When Gustavo Cartagena was a young adult, his aspirations were many. He dreamed of providing more for his family than his parents ever could during his own childhood. Though he was born into poverty, Gustavo saw a bright economic future ahead—he had hope.
Gustavo is now thirty-one years old and a father of four, but unfortunately he has been unable to accomplish any of the goals he set for himself when he was younger. Gustavo could not have predicted that he would develop an illness that would prevent him from achieving any professional career while sending his family even deeper into poverty.
Gustavo’s first professional dream was primary education, but he could not afford the tuition to earn a teaching degree. This disappointment did not deter Gustavo; it only reshaped his professional dreams. He next aspired to be professional chauffeur, a very lucrative position in his small Ecuadorian town of Cumana de la via Banos. With his blossoming family in mind, Gustavo set his sights on a career to pull his family out of poverty.
Similar to Gustavo’s short-lived teaching career, his new dream was never given a chance. This time, however, his ambitions were not halted due to economic constraints. Gustavo failed the preliminary eye exam required to enter Chauffeur School. He was told his poor eyesight rendered him practically blind and unfit to drive, thus crushing his dreams of being a chauffeur.
Though this moment was heartbreaking, the result had not come as a surprise. At the time of Gustavo’s chauffeur entrance exam, his vision had already been causing him trouble for quite some time. Gustavo did not want to believe he was going blind in his twenties, but the signs were undeniable.
The first indication was a change in his ability to see objects and recognize people—even his own family. At times, he could not recognize the person standing right in front of him. At first, he brushed off these incidents and made up excuses to conceal his impairment to the people around him. He could not pretend for long; a shadow was beginning to cloud his vision, slowly darkening and warping his sight.

● ● ● ● ●

- _To do_: Please decide whether each statement agrees with the account of Gustavo Cartagena above, answering yes or no and quoting the words from the account that decide it. 1. Gustavo could not pay the tuition for a teaching degree. 2. His plan to become a chauffeur ended because of economic constraints. 3. Gustavo is now thirty-one and a father of three.

- _Dataset entries_:
● ● ● ● ●

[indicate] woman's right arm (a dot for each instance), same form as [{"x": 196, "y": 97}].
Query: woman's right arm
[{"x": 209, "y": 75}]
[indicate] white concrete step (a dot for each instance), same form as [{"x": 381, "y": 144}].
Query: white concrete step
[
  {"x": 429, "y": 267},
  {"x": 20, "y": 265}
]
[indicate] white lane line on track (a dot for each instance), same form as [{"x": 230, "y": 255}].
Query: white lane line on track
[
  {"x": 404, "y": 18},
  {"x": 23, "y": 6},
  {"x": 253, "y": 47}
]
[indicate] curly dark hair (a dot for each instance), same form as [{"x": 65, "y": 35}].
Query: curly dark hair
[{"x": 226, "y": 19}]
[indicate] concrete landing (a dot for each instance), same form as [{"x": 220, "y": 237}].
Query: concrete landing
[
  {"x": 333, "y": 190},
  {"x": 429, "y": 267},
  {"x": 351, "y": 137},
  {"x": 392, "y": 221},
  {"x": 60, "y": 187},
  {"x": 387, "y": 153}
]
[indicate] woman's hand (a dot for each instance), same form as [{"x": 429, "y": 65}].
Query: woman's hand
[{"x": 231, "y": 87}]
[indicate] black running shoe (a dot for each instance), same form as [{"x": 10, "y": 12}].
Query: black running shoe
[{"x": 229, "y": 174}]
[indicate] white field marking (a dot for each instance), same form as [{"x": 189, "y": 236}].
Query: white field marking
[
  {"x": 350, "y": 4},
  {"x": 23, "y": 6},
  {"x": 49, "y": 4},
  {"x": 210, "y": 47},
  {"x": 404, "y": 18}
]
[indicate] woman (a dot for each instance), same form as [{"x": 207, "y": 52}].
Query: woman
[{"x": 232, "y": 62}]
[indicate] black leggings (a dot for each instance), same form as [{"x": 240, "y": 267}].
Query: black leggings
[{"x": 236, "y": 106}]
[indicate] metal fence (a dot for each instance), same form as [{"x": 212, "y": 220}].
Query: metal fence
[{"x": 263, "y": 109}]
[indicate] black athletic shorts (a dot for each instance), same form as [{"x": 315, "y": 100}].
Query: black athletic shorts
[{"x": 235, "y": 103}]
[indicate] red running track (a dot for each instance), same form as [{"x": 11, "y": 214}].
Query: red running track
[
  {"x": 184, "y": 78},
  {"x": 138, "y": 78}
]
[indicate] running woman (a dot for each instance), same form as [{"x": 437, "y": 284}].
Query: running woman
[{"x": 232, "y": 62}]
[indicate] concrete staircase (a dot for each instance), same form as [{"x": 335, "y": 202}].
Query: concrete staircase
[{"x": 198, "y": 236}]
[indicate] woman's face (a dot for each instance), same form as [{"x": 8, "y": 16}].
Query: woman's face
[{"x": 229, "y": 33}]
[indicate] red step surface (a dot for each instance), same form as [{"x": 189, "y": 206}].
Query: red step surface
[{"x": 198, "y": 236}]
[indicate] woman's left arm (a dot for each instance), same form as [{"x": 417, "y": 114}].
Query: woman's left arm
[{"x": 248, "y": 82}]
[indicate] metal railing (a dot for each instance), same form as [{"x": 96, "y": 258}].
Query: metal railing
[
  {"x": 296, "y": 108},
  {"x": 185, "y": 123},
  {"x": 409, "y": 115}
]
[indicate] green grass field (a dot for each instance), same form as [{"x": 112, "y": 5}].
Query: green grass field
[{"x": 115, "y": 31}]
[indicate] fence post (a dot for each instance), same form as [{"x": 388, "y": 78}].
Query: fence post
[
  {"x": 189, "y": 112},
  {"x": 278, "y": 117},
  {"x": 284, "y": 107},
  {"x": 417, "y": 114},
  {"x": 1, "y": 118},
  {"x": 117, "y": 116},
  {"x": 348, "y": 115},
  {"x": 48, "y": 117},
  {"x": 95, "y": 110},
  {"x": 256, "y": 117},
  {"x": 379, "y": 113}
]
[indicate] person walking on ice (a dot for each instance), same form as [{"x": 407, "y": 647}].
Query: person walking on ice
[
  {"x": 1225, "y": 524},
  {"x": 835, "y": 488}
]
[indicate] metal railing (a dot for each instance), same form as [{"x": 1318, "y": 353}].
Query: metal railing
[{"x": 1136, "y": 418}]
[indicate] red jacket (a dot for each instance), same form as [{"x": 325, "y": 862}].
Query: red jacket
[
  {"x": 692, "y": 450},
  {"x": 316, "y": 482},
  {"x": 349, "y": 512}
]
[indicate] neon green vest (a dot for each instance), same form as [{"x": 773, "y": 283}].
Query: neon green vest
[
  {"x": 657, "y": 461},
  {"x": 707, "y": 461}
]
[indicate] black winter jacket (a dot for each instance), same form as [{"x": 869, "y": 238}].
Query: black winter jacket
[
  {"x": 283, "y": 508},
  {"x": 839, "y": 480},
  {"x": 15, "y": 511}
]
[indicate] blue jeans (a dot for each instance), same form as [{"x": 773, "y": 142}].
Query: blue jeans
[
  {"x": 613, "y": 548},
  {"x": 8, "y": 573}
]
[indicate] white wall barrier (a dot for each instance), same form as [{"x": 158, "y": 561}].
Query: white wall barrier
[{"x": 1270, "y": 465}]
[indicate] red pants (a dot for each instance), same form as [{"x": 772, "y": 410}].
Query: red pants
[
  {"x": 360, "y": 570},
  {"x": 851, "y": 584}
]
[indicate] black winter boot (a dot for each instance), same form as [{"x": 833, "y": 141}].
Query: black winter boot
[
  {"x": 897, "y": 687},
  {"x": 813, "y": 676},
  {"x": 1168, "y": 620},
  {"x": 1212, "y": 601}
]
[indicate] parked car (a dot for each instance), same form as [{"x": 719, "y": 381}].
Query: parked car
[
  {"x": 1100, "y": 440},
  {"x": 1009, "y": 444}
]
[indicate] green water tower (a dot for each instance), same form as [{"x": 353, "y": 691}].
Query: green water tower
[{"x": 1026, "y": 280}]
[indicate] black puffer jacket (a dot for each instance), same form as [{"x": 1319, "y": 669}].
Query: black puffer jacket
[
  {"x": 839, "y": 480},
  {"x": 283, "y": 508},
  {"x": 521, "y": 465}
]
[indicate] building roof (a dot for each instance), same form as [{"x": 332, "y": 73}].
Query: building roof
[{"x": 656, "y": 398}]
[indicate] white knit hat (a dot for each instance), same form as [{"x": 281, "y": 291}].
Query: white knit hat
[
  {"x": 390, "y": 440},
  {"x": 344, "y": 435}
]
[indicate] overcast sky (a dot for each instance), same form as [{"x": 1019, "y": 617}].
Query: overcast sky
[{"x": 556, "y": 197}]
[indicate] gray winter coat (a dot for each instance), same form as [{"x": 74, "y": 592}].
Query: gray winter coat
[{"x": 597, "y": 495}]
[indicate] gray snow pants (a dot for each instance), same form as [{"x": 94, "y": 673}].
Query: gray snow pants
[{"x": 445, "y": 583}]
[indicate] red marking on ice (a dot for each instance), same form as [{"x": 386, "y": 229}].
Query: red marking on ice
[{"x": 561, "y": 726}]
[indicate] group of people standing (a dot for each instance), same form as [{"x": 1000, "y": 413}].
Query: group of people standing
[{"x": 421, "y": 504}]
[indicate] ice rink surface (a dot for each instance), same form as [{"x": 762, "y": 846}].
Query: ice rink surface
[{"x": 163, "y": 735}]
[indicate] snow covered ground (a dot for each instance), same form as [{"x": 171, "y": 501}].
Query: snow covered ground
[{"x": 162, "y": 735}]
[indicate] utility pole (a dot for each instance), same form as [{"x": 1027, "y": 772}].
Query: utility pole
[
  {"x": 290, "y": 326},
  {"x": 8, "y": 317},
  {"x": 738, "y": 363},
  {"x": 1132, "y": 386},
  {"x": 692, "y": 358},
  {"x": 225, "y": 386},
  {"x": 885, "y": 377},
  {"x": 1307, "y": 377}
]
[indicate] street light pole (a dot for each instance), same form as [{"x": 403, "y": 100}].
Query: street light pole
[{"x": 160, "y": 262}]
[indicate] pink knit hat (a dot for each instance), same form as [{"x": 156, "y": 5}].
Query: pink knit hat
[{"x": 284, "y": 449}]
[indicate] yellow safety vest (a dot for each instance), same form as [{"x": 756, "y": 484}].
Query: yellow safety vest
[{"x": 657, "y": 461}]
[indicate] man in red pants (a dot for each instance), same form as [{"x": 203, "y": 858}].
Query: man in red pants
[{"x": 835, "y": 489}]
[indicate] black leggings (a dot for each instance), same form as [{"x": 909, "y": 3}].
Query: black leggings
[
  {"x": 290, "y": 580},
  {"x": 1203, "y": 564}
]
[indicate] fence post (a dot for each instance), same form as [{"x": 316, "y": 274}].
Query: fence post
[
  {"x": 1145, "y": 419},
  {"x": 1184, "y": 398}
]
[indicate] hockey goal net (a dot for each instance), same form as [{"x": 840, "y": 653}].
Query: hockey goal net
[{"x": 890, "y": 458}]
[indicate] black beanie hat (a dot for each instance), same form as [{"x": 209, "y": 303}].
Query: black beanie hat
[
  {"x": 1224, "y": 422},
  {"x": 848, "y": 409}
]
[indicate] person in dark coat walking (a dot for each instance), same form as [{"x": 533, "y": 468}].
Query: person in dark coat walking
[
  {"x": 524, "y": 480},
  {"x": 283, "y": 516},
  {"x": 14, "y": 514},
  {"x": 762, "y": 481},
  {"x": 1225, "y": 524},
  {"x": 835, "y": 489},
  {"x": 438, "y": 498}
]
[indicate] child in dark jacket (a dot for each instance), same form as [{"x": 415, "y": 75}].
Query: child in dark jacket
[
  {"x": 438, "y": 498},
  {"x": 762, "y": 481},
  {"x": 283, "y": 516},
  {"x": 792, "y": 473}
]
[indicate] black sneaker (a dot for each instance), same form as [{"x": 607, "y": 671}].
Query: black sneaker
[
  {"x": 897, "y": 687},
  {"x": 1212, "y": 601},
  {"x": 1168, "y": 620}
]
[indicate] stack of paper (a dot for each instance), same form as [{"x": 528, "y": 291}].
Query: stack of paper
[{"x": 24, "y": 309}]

● ● ● ● ●

- _Solution to this problem_:
1. Yes: "he could not afford the tuition to earn a teaching degree"
2. No: "This time, however, his ambitions were not halted due to economic constraints."
3. No: "Gustavo is now thirty-one years old and a father of four"